Now imagine a dozen bats huddled together. How about a hundred bats? A thousand bats? Can you imagine 23,000 bats? (Are you ready to scream?)

If I asked you to describe 23,000 bats, you might say “creepy,” “spooky,” “horrifying,” or “just get me out of here.” But would the word “vulnerable” come to mind?

Scott Darling, of the Vermont Fish and Wildlife Department, has been in the cave where Vermont’s largest known population of hibernating bats spends the winter.

What’s it like inside a cave with 23,000 bats? “Pretty quiet,” he says. There is a reason for that.

Each winter, some of the species of bats known in our area (there are nine species known in Vermont, seven in New Hampshire) migrate. Yes, like birds, they fly south for the winter. Others, though, hibernate. Some species (such as the big brown bat) have learned to use attics, basements, and outbuildings. But many bat species hibernate in caves – and have taken to hibernating in mines as well.

Not any old cave will do. It’s got to be the right temperature, and that temperature has to remain constant throughout the winter. The air circulation has to be just right. And, the cave must be undisturbed throughout the winter.

> **DATASET EXCERPTS**
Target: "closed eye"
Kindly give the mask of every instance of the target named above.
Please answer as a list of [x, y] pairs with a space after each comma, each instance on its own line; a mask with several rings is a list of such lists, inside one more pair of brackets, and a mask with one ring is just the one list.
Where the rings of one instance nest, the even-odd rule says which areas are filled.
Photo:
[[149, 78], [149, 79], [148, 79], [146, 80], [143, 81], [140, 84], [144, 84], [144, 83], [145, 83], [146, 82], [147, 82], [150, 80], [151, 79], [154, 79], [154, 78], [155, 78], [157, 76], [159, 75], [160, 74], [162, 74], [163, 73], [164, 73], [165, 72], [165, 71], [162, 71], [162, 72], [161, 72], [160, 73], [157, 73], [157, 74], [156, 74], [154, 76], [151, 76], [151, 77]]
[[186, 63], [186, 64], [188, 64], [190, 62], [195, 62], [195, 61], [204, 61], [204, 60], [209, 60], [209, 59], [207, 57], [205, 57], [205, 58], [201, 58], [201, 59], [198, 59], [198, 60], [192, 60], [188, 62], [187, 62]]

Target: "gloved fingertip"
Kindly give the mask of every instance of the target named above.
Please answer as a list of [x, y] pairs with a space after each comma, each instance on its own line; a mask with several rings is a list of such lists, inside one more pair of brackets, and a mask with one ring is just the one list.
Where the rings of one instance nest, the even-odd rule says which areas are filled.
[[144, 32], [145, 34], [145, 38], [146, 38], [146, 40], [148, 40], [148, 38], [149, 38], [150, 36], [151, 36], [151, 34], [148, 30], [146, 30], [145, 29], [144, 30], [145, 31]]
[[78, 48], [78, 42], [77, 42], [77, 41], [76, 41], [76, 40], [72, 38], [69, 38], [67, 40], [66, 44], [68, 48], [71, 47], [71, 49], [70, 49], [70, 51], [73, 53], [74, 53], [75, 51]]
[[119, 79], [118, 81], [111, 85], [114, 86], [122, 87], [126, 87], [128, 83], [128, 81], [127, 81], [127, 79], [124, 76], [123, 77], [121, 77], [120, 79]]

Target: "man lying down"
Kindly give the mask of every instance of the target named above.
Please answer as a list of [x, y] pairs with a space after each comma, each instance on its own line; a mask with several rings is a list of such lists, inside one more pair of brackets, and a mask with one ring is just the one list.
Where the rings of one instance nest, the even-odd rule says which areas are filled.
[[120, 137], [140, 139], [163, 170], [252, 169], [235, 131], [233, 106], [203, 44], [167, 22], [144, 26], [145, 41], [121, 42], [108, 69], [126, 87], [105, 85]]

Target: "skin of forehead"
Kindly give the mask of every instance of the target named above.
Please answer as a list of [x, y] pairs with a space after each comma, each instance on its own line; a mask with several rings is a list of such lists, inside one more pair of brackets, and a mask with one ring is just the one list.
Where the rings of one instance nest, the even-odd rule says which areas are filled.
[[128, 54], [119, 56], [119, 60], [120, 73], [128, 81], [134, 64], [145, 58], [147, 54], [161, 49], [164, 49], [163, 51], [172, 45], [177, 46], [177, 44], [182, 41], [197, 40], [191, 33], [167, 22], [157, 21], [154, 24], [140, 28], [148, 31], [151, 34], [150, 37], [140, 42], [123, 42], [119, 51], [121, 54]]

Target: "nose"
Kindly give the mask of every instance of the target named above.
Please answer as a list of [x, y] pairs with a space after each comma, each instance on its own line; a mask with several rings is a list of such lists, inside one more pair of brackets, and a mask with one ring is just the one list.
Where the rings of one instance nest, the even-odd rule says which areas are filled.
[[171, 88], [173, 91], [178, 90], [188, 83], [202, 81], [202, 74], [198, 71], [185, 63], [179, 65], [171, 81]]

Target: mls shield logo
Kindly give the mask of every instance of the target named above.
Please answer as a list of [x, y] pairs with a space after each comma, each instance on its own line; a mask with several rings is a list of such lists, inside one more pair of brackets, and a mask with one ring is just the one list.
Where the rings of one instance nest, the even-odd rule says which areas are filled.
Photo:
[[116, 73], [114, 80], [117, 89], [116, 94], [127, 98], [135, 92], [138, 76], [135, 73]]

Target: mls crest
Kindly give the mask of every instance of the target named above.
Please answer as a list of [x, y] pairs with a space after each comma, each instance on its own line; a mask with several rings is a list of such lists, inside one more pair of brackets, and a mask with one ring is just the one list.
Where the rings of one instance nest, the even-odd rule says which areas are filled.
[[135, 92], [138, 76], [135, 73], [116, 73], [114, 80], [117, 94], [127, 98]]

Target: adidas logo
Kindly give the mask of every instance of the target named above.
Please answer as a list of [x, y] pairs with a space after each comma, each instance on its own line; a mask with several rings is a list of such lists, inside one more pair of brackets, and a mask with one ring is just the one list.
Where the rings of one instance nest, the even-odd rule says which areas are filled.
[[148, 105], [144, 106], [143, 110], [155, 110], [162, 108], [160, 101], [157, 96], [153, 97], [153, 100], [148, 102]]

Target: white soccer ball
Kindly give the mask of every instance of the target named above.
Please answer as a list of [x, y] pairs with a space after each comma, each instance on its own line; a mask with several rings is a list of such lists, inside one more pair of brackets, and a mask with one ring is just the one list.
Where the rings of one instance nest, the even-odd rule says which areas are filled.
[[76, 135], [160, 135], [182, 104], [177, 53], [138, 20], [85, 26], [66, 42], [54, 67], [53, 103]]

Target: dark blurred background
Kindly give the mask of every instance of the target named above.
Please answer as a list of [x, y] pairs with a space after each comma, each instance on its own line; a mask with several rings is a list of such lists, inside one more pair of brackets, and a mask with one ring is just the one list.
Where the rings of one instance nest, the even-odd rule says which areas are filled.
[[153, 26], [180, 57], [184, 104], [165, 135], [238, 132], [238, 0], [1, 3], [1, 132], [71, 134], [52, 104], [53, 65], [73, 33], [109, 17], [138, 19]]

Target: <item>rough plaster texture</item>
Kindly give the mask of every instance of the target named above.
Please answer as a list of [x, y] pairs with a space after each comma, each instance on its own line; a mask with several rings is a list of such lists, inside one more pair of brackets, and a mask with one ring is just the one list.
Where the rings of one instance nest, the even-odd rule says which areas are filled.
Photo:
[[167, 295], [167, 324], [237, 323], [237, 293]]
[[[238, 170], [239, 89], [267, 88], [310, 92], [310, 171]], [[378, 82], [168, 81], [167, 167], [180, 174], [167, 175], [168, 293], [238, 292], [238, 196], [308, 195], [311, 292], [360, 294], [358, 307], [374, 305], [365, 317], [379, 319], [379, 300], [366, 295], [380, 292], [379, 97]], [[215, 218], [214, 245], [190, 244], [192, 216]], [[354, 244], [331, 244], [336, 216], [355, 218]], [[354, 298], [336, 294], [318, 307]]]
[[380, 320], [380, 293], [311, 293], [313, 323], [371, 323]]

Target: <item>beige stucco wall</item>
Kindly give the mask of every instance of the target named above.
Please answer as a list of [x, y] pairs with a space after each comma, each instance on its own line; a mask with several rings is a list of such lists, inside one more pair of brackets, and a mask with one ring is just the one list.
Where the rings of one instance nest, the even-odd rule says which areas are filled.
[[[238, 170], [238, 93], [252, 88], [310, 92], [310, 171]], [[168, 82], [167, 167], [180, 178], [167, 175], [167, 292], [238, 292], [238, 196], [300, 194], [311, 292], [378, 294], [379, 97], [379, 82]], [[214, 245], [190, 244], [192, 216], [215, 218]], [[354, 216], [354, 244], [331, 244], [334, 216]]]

> **WORK TASK**
In the bat passage:
(a) How many bat species are known in New Hampshire?
(b) What species is given as an example of a bat that has learned to use attics, basements, and outbuildings?
(c) How does Scott Darling describe what it's like inside the cave with 23,000 bats?
Answer from the bat passage only, using nothing outside it.

> **OUTPUT**
(a) Seven
(b) The big brown bat
(c) "Pretty quiet"